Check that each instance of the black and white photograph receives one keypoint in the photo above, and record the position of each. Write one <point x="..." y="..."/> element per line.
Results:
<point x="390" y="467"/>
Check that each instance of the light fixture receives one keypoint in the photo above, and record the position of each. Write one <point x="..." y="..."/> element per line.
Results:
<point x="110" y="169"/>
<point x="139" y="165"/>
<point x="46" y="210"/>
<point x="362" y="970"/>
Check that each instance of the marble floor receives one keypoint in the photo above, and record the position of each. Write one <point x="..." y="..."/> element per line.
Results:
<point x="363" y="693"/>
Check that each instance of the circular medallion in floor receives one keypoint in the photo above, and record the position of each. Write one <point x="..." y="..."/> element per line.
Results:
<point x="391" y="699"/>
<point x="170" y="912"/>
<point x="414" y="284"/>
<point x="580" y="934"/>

Work instructions: Would you transcribe the records above exactly, leaving nothing out?

Task result:
Check that each instance of the black and white photograph receives one keypoint in the photo above, and record the position of each. Write one <point x="..." y="..."/> element per line.
Results:
<point x="390" y="467"/>
Check that each instance of the light fixture receives one keypoint in the photo above, and record the position of each. Write one <point x="..." y="..."/> element per line.
Results:
<point x="110" y="169"/>
<point x="139" y="165"/>
<point x="46" y="210"/>
<point x="362" y="970"/>
Check that each instance of the marble floor receives one keypoint in the photo above, and record the position of each. Write one <point x="..." y="..."/> element per line.
Results:
<point x="363" y="693"/>
Check that each instance of the circular medallion in floor receives one keypoint in the photo above, and record the position of each. Write one <point x="..." y="..."/> element per line.
Results:
<point x="391" y="699"/>
<point x="170" y="912"/>
<point x="414" y="284"/>
<point x="580" y="934"/>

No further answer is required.